Rewrite each of the items below with every occurrence of "one per line" changed to "each on its own line", leaving everything else as it is. Leave out the pictures.

## Begin

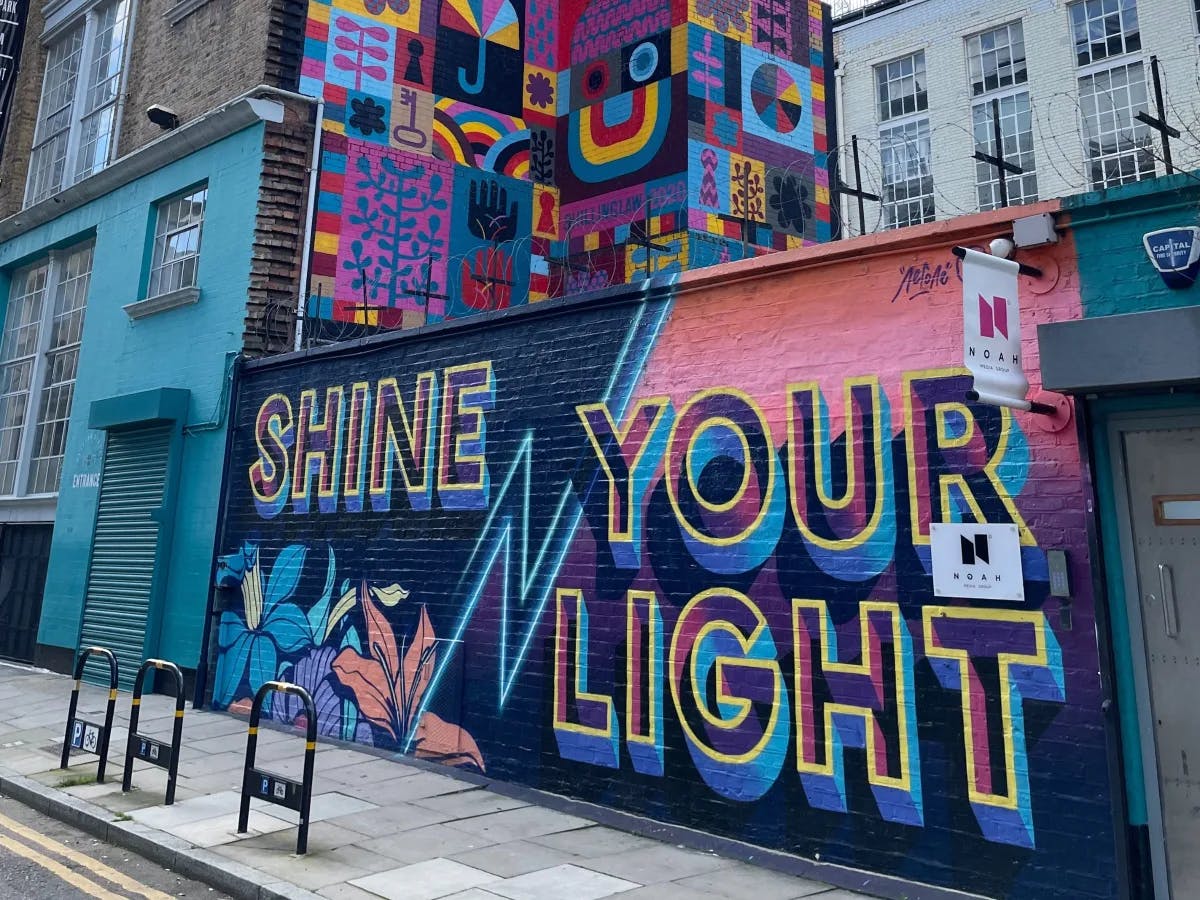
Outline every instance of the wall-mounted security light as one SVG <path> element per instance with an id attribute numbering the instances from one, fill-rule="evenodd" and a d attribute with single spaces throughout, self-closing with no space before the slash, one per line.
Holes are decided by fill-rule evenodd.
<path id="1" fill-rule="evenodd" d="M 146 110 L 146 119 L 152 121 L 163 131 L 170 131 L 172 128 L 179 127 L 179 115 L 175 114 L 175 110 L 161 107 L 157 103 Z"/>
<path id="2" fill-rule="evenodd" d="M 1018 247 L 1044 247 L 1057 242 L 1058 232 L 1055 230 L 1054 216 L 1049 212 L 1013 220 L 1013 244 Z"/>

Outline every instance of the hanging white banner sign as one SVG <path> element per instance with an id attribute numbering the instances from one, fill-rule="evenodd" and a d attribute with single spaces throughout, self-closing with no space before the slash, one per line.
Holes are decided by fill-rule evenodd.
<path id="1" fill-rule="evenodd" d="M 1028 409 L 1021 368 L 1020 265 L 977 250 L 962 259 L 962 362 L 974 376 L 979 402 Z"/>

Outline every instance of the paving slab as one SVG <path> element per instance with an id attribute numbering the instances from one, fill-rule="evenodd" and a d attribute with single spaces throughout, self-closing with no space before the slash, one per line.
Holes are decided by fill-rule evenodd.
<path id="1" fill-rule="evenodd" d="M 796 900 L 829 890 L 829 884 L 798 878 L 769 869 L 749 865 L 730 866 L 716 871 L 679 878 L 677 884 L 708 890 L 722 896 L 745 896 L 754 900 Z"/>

## End

The answer —
Outline every instance of the wall-mounted security light as one SVG <path> element per instance with an id attribute numbering the instances from one, fill-rule="evenodd" and a d attribute with single spaces throughout, self-closing with no space before the slash, each on its own line.
Holes are decided by fill-rule evenodd.
<path id="1" fill-rule="evenodd" d="M 146 110 L 146 119 L 152 121 L 163 131 L 170 131 L 172 128 L 179 127 L 179 115 L 175 114 L 175 110 L 161 107 L 157 103 Z"/>
<path id="2" fill-rule="evenodd" d="M 1018 247 L 1044 247 L 1057 242 L 1058 232 L 1055 230 L 1054 216 L 1049 212 L 1013 220 L 1013 244 Z"/>

Outline every instance of the hanging white banner sign as one SVG <path> element per instance with an id attribute numbering the instances from one, fill-rule="evenodd" and a d attribute with single spaces throughout, self-closing with no space before the slash, each on its own line.
Holes are decided by fill-rule evenodd.
<path id="1" fill-rule="evenodd" d="M 1028 409 L 1021 368 L 1020 265 L 977 250 L 962 259 L 962 362 L 974 376 L 979 402 Z"/>

Outline every instance of the paving slab as one SVG <path> element per instance with an id attribute numbering the instances from one, fill-rule="evenodd" and a d attribute with single spaces throughout, self-closing with no space before the slash, each on its own line.
Holes are decided by fill-rule evenodd.
<path id="1" fill-rule="evenodd" d="M 796 900 L 829 890 L 829 884 L 798 878 L 769 869 L 749 865 L 730 866 L 716 871 L 679 878 L 677 884 L 708 890 L 722 896 L 745 896 L 754 900 Z"/>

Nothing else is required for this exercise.